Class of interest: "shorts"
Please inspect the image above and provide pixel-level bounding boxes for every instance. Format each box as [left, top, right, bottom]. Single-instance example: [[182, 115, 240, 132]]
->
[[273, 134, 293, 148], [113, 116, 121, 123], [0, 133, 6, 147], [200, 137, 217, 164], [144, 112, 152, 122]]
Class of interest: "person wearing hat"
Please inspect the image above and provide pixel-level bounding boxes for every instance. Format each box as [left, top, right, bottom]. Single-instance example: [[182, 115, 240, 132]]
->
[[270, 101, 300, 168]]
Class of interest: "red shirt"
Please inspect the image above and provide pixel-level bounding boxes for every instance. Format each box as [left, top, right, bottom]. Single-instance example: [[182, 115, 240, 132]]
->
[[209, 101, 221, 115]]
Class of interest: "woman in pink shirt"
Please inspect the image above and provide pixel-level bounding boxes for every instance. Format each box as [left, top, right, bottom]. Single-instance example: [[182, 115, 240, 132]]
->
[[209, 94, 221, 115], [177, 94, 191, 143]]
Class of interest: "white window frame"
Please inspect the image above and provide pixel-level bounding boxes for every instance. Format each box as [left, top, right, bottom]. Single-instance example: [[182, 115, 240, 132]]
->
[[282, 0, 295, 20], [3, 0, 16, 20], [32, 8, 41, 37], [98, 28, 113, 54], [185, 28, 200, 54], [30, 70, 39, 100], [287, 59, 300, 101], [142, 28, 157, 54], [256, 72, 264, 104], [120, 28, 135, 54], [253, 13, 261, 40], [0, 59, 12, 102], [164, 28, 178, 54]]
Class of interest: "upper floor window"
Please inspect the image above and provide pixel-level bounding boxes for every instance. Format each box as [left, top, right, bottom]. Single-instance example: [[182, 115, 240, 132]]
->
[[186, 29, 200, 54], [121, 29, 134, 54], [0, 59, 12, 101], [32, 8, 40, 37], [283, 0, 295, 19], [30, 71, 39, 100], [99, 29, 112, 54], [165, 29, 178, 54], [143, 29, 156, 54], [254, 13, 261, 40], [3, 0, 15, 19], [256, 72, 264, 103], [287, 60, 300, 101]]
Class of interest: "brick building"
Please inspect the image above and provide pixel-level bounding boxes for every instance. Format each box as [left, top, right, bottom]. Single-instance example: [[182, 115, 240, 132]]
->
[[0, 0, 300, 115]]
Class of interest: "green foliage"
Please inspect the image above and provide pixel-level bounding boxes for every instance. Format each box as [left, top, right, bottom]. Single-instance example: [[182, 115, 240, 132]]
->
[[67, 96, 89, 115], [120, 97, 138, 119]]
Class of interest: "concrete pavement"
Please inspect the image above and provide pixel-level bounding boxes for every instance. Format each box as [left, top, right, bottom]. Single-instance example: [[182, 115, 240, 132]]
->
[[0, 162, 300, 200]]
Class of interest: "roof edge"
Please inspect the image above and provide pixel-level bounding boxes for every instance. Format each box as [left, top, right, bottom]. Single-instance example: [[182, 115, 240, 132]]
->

_ _ _ _

To be done: Write out every line of the records above as a numbered list, leaving out any blank lines.

Output for this task:
1. Class of interest: "shorts"
2. Please inspect the image above and provide pixel-level bounding boxes for every instance. Format each box as [left, top, right, bottom]. Single-instance example: [[182, 115, 240, 132]]
3. ->
4. [[273, 134, 293, 148], [113, 116, 121, 123], [0, 133, 6, 147], [200, 137, 217, 164], [144, 112, 152, 122]]
5. Class of interest: "person wearing hat"
6. Please inspect the image above and provide pixel-level bounding boxes for every instance. Format each box as [left, top, right, bottom]. Single-instance example: [[182, 115, 240, 132]]
7. ->
8. [[270, 101, 300, 168]]
9. Class of interest: "red shirt"
10. Please inspect the image above and provide pixel-level bounding boxes for every instance. Format each box as [left, top, right, bottom]. Single-instance example: [[182, 115, 240, 132]]
11. ->
12. [[209, 101, 221, 115]]
13. Class of interest: "woman in pink shirt"
14. Please inspect the image above and provide pixel-level bounding boxes for every instance. Format each box as [left, top, right, bottom]. Single-instance example: [[182, 115, 240, 132]]
15. ->
16. [[209, 94, 221, 115], [177, 94, 191, 143]]
17. Class of interest: "white window frame"
18. Please inspect the image above and provide pixel-level bounding boxes for every instance. Format each box as [left, top, right, bottom]. Single-instance example: [[182, 115, 240, 132]]
19. ->
20. [[282, 0, 295, 20], [3, 0, 16, 20], [32, 8, 41, 37], [98, 28, 113, 54], [185, 28, 200, 54], [30, 70, 39, 100], [287, 59, 300, 101], [142, 28, 157, 54], [256, 72, 264, 104], [120, 28, 135, 54], [253, 13, 261, 40], [0, 59, 12, 102], [164, 28, 178, 54]]
21. Class of interest: "upper floor window"
22. Please inspect the image above and provide pixel-level bounding boxes for every instance. Format each box as [left, top, right, bottom]. Single-instance example: [[182, 115, 240, 132]]
23. ->
24. [[186, 29, 200, 54], [121, 29, 134, 54], [0, 59, 12, 101], [32, 8, 40, 37], [283, 0, 295, 19], [30, 71, 39, 100], [99, 29, 112, 54], [165, 29, 178, 54], [143, 29, 156, 54], [254, 13, 261, 40], [3, 0, 15, 19], [256, 72, 264, 103], [287, 60, 300, 101]]
25. Class of interest: "brick building"
26. Please inspect the image above and provide pixel-level bounding boxes for every instance. Format each box as [left, top, right, bottom]. Single-instance example: [[182, 115, 240, 132]]
27. ->
28. [[0, 0, 300, 115]]
29. Class of interest: "green foliage"
30. Please inspect the image above and provide pixel-level bounding boxes for every instance. Format each box as [left, top, right, bottom]. Single-instance example: [[182, 115, 240, 132]]
31. ->
32. [[67, 96, 89, 115], [120, 97, 138, 119]]
33. Class of interest: "concrete pavement"
34. Please inspect the image above and provide pixel-level bounding boxes for every instance. Format each box as [left, top, right, bottom]. Single-instance example: [[182, 115, 240, 132]]
35. ->
36. [[0, 162, 300, 200]]
37. Class of interest: "roof edge"
38. Please inspect the image above and provide pixel-level bounding boxes for every instance. Format each box as [left, top, right, bottom]. Single-instance example: [[182, 115, 240, 132]]
39. ->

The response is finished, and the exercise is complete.